* [Page excerpt]:
━━━
Re: [PATCH v2 -tip] x86/percpu: Use C for arch_raw_cpu_ptr()

From: Josh Poimboeuf
Date: Thu Oct 12 2023 - 17:30:48 EST


On Thu, Oct 12, 2023 at 07:59:43PM +0200, Ingo Molnar wrote:
>
> * Josh Poimboeuf <jpoimboe@xxxxxxxxxx> wrote:
>
> > On Thu, Oct 12, 2023 at 08:19:14AM +0200, Ingo Molnar wrote:
> > >
> > > * Josh Poimboeuf <jpoimboe@xxxxxxxxxx> wrote:
> > >
> > > > Though, another problem is that .text has a crazy amount of padding
> > > > which makes it always the same size, due to the SRSO alias mitigation
> > > > alignment linker magic. We should fix that somehow.
> > >
> > > We could emit a non-aligned end-of-text symbol (we might have it already),
> > > and have a script or small .c program in scripts/ or tools/ that looks
> > > at vmlinux and displays a user-friendly and accurate list of text and
> > > data sizes in the kernel?
> > >
> > > And since objtool is technically an 'object files tool', and it already
> > > looks at sections & symbols, it could also grow a:
> > >
> > > objtool size <objfile>
> > >
> > > command that does the sane thing ... I'd definitely start using that, instead of 'size'.
> > >
> > > /me runs :-)
> >
> > Yeah, that's actually not a bad idea.
━━━
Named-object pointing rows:
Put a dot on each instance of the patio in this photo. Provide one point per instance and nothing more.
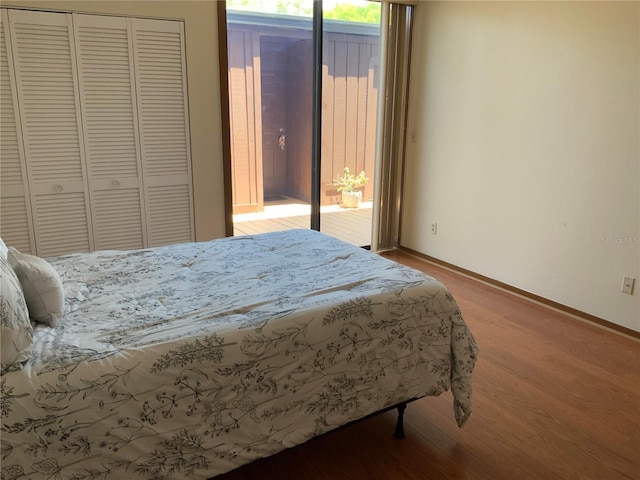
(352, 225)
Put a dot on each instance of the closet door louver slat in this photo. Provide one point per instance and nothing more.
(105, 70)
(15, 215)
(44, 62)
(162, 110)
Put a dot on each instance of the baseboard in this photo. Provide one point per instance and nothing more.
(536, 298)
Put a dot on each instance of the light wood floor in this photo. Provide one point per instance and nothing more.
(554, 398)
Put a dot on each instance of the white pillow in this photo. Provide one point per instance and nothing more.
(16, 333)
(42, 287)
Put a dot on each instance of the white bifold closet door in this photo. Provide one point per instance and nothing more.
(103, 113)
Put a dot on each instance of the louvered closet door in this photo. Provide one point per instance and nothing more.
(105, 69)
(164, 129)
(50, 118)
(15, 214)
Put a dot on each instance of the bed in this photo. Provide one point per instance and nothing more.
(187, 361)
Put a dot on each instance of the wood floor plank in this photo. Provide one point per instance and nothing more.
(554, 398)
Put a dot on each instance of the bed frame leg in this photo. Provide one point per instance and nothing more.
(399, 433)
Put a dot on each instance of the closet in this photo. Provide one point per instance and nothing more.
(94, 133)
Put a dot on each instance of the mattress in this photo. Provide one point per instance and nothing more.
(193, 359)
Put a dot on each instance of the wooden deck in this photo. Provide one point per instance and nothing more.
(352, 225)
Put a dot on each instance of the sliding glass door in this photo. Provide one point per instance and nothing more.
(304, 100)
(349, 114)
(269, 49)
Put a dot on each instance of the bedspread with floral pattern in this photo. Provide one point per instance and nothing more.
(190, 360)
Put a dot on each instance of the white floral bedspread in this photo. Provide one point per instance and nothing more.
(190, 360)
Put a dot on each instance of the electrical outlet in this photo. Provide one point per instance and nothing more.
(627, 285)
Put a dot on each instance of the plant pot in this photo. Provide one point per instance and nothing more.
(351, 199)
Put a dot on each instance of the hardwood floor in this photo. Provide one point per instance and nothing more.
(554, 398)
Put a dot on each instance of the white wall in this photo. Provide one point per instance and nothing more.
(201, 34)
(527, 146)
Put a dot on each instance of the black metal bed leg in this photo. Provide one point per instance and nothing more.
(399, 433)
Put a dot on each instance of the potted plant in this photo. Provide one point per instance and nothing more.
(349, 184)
━━━
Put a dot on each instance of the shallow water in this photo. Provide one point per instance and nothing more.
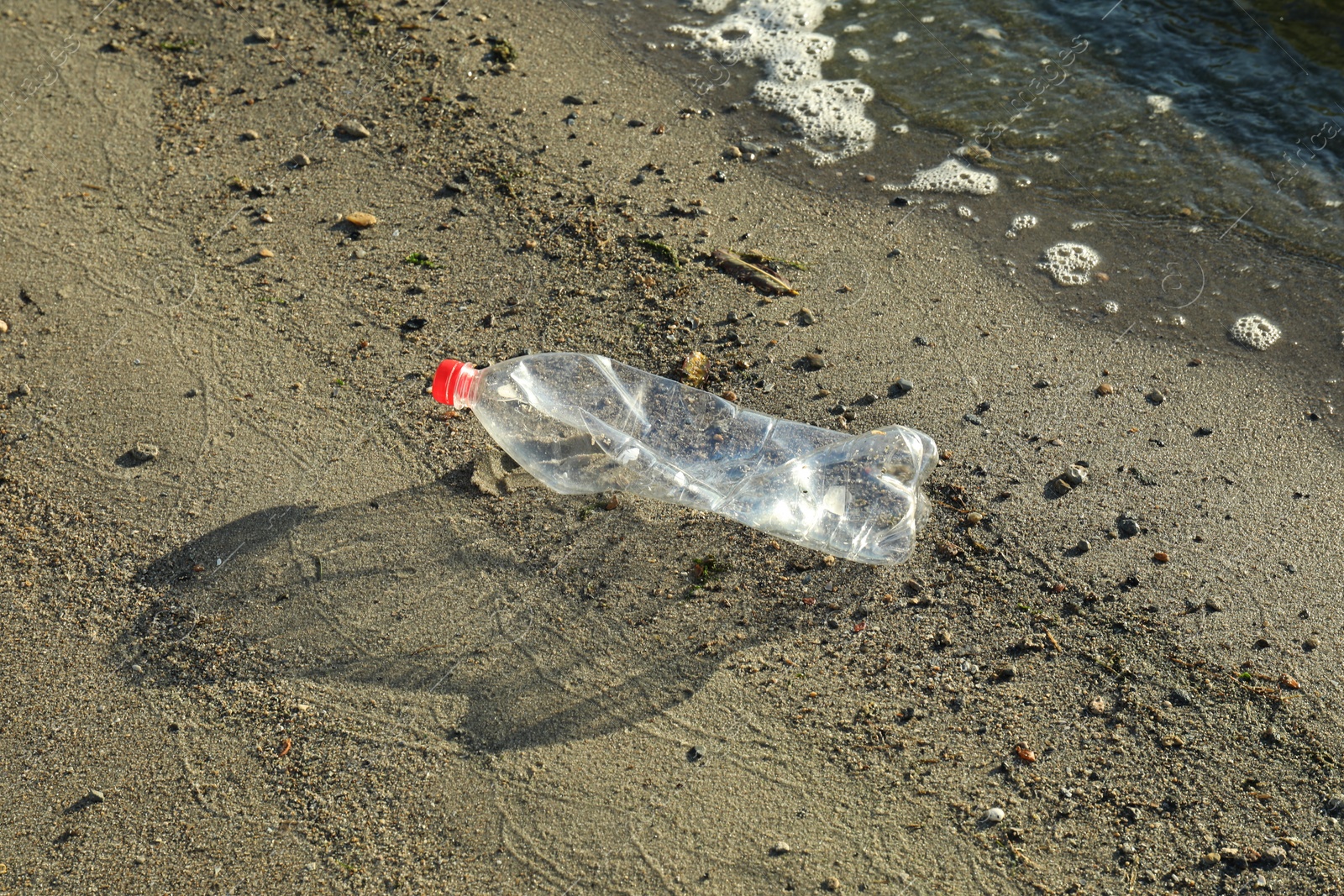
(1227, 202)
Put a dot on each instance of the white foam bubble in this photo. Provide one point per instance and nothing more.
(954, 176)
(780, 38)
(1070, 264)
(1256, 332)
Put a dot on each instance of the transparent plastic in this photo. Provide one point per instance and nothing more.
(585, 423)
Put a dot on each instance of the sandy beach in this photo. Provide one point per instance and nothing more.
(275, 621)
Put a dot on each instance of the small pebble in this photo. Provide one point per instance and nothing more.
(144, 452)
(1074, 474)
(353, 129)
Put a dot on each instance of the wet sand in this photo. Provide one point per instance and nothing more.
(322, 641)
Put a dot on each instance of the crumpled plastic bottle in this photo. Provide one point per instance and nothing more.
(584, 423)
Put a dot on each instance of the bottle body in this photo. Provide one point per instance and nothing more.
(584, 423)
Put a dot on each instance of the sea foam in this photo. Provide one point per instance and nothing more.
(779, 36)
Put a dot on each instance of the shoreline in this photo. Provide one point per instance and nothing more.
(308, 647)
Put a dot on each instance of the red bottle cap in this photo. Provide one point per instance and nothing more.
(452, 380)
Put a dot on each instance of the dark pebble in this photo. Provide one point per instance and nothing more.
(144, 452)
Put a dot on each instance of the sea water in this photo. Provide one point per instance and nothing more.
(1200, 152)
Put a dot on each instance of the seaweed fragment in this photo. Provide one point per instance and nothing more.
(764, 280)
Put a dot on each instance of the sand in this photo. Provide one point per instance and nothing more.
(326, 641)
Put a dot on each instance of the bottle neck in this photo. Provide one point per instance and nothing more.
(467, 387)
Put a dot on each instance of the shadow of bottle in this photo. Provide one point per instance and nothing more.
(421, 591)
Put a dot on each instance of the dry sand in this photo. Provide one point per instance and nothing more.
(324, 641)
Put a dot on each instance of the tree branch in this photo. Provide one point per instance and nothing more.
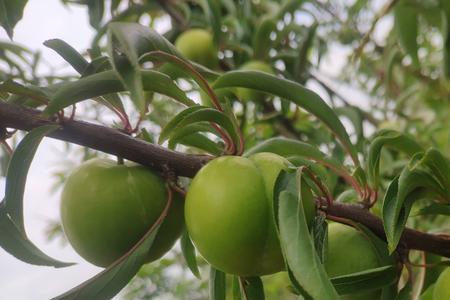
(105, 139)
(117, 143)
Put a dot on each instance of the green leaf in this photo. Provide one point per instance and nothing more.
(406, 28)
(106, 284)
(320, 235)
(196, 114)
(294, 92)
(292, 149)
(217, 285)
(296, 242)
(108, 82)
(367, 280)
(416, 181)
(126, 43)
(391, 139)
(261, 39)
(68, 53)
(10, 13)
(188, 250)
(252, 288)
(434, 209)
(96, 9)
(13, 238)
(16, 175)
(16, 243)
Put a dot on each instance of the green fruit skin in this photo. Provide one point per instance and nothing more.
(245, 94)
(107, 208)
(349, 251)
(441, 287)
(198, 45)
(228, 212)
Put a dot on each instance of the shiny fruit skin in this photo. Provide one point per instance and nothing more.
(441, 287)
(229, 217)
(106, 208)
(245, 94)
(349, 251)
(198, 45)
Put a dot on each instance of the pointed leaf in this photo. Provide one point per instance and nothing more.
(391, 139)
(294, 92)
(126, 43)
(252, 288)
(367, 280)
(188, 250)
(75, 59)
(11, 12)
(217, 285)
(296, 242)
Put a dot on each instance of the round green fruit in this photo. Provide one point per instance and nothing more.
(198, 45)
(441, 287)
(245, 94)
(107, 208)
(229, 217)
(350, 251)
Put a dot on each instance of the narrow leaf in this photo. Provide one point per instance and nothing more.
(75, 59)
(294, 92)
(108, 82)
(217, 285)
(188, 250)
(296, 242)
━━━
* [What you need to do]:
[A] From the patch-discussion email, copy the passage that begins with the words "On Thu, Oct 12, 2023 at 07:59:43PM" and ends after the words "fix that somehow.".
[B] According to the patch-discussion email, why would objtool be a suitable place to add a size command?
[C] In the patch-discussion email, what causes .text to always be the same size?

* [Results]:
[A]
On Thu, Oct 12, 2023 at 07:59:43PM +0200, Ingo Molnar wrote:
>
> * Josh Poimboeuf <jpoimboe@xxxxxxxxxx> wrote:
>
> > On Thu, Oct 12, 2023 at 08:19:14AM +0200, Ingo Molnar wrote:
> > >
> > > * Josh Poimboeuf <jpoimboe@xxxxxxxxxx> wrote:
> > >
> > > > Though, another problem is that .text has a crazy amount of padding
> > > > which makes it always the same size, due to the SRSO alias mitigation
> > > > alignment linker magic. We should fix that somehow.

[B] Objtool is technically an "object files tool," and it already looks at sections and symbols.

[C] A large amount of padding from the SRSO alias mitigation alignment linker magic.